Aim: Everything from the line containing "Identify each instance of the bed" through the last line of the records must be returned verbatim, and nothing outside that range.
--- begin Record list ---
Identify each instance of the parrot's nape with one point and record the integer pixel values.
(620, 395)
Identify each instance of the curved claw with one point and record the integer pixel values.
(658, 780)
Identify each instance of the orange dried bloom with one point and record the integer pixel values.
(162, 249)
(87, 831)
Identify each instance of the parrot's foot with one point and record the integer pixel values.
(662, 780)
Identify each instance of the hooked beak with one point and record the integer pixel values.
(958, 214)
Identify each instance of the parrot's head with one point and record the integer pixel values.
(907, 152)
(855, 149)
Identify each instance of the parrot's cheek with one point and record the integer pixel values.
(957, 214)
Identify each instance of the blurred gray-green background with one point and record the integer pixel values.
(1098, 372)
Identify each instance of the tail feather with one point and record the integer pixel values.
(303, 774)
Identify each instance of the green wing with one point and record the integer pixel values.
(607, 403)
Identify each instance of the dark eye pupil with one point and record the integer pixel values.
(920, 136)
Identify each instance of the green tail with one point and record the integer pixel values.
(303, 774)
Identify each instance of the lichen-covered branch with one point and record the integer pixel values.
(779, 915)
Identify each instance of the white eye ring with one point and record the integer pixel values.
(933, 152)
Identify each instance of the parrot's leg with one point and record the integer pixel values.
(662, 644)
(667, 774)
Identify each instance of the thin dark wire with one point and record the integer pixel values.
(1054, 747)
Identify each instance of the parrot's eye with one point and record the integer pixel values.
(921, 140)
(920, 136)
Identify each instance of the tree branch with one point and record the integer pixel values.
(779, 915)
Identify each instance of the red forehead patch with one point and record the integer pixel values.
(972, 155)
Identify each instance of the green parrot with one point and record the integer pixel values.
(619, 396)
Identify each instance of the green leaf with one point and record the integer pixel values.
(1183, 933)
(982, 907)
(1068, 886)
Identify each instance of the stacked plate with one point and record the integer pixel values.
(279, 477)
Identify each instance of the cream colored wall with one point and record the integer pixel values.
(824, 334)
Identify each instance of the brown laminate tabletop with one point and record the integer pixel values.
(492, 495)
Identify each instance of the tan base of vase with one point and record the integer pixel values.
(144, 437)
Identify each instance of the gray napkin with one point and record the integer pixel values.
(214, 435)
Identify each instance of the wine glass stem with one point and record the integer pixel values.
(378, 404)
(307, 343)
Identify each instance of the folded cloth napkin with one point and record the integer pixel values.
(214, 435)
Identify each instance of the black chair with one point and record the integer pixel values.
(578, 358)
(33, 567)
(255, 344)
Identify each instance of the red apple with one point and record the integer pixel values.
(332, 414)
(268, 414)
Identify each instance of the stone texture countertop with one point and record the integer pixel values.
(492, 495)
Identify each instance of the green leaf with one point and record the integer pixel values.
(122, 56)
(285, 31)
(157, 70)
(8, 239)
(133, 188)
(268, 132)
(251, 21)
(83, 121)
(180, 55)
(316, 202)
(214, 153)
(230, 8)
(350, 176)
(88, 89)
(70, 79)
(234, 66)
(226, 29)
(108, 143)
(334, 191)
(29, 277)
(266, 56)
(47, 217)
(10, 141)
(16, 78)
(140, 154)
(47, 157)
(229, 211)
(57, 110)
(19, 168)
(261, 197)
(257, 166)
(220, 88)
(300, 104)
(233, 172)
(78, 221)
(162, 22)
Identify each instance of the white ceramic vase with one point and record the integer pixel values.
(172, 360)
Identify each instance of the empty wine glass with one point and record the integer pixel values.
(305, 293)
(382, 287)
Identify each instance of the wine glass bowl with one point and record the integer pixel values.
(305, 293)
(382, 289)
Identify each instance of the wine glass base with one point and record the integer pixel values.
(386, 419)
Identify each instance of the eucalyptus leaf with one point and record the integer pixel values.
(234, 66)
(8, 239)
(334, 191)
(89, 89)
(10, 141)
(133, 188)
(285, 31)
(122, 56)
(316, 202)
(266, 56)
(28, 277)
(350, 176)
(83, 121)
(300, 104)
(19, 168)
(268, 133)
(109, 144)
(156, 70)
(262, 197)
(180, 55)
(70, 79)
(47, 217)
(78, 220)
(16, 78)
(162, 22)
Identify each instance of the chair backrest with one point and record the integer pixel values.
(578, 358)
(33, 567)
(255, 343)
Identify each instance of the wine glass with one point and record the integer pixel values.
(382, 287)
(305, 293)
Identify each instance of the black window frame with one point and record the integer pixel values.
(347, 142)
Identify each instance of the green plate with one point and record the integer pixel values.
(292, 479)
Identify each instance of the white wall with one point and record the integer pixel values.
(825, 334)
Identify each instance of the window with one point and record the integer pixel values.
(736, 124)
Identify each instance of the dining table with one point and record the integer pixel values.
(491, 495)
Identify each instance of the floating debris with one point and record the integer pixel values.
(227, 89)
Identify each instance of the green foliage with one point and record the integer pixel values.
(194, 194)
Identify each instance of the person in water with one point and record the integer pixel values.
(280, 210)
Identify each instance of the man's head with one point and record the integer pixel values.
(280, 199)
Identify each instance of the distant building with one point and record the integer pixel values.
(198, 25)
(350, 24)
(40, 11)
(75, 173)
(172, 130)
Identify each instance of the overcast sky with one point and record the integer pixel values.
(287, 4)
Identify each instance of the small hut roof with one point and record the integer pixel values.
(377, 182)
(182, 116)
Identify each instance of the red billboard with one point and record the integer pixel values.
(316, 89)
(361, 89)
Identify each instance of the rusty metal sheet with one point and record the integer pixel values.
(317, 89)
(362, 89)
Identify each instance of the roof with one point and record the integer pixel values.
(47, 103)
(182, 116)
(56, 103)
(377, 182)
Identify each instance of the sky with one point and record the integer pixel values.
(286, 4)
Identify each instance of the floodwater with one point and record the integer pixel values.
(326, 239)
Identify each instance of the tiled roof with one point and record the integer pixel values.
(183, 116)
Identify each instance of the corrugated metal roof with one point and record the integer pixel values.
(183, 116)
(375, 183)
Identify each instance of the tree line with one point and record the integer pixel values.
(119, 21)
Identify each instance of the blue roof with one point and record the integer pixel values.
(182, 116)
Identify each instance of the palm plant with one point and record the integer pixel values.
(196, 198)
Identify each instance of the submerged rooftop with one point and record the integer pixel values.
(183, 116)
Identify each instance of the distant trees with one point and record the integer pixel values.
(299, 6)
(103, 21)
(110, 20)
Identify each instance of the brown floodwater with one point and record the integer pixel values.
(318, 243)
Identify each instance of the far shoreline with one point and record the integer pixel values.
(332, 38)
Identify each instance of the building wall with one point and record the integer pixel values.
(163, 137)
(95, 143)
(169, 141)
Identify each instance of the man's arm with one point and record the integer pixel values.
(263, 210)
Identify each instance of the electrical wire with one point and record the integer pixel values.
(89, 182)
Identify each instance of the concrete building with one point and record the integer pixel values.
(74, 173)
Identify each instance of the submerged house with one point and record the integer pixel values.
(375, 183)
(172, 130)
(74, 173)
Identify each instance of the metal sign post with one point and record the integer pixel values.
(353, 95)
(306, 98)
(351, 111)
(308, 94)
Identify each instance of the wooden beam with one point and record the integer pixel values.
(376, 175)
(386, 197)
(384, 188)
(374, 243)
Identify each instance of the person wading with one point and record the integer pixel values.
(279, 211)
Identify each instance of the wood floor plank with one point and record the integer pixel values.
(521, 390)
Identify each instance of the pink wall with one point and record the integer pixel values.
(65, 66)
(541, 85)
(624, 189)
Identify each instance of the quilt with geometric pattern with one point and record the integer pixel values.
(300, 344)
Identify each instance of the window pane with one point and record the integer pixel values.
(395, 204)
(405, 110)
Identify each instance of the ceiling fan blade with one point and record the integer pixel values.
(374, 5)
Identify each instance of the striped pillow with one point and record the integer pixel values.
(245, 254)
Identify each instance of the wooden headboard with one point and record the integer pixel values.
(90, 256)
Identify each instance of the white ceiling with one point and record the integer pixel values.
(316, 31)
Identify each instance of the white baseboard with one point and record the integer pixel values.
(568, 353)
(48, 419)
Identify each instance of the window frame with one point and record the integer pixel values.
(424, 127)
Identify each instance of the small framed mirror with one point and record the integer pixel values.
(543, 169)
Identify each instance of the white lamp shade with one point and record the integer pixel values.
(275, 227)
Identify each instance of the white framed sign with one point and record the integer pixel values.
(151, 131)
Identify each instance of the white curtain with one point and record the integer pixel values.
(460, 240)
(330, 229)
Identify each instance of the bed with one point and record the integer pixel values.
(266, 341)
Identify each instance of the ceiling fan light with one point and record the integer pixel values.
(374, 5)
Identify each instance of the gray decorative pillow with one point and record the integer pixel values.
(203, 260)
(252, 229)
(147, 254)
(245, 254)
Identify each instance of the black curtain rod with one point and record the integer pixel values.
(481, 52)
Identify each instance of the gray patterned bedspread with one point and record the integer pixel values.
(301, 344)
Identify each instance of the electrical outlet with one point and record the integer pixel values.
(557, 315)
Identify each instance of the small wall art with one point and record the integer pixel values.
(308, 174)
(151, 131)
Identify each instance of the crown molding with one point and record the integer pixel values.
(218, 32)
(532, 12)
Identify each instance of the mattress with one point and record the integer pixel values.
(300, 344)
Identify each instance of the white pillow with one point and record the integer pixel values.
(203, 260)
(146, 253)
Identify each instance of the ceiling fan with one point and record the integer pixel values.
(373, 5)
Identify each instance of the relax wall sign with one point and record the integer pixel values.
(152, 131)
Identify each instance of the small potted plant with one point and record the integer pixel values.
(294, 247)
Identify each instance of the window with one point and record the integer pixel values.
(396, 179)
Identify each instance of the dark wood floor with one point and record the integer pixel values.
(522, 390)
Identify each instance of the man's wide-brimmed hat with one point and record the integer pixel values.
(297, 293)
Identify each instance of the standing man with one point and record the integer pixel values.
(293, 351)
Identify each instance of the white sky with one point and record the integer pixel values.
--- end Record list ---
Solution for this task:
Identify each instance of the bed with one point and record the integer pixel values.
(266, 341)
Identify each instance of the ceiling fan light with one point and record the integer pixel values.
(374, 5)
Identify each instance of the gray decorative pillow with one point and record the integer pixel values.
(203, 260)
(252, 229)
(147, 254)
(245, 254)
Identify each instance of the black curtain rod with one point and record the integer pixel values.
(481, 52)
Identify each instance of the gray patterned bedspread with one point and record the integer pixel values.
(301, 344)
Identify each instance of the electrical outlet with one point and record the integer pixel values.
(557, 315)
Identify each instance of the small wall art with one point and record the integer pixel values.
(308, 174)
(151, 131)
Identify each instance of the crown molding with one point and record the integer pixel values.
(218, 32)
(532, 12)
Identify each instance of the mattress with one point and record the integer pixel values.
(300, 344)
Identify each instance of the white pillow with one point and record the integer pixel values.
(203, 260)
(146, 253)
Identify each instance of the ceiling fan with one point and record the integer pixel values.
(373, 5)
Identify each instance of the relax wall sign with one point and record the integer pixel values.
(152, 131)
Identify each instance of the small potted plant with one point and record the integer pixel values.
(294, 247)
Identify each instance of the window with one point and record the integer pixel values.
(396, 179)
Identify each instance of the dark wood floor with one point and record the integer pixel values.
(522, 390)
Identify each instance of the man's wide-brimmed hat with one point and record the integer pixel values.
(297, 293)
Identify each instance of the standing man with one point and record the integer pixel values.
(293, 351)
Identify each instance of the white sky with one point and record the integer pixel values.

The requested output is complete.